Written exercise
Pull out every line of the material below that contains the word "rocky" and copy each of those lines in full.

* * * * * * *

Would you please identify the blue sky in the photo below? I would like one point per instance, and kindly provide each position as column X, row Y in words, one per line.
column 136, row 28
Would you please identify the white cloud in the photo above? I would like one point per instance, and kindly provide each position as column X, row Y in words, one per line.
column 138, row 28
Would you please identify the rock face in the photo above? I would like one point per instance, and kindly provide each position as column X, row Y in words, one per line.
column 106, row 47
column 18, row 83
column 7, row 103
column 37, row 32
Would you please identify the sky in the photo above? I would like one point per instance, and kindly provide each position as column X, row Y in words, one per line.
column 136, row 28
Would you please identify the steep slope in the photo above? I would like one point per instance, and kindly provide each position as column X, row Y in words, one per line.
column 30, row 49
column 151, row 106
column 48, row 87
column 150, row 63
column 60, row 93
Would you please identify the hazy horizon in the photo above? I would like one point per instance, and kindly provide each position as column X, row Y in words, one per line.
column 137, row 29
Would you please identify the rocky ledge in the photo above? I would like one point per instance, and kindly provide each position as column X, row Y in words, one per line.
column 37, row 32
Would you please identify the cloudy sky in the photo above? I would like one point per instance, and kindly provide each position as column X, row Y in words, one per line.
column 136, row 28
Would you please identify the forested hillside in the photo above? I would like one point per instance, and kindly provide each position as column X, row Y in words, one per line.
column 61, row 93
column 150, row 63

* * * * * * *

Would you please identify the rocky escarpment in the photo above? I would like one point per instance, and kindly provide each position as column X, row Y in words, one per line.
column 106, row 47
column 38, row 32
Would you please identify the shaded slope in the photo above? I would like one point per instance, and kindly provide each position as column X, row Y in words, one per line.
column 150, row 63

* * * * * * *

Solved problem
Would you please identify the rocky ledge in the photo above? I would like one point per instance, and kindly provide each position as column X, row Y in words, one per line.
Would you please identify the rocky escarpment in the photo above? I would like one point per instance, and kindly provide each position as column X, row Y in words, one per line.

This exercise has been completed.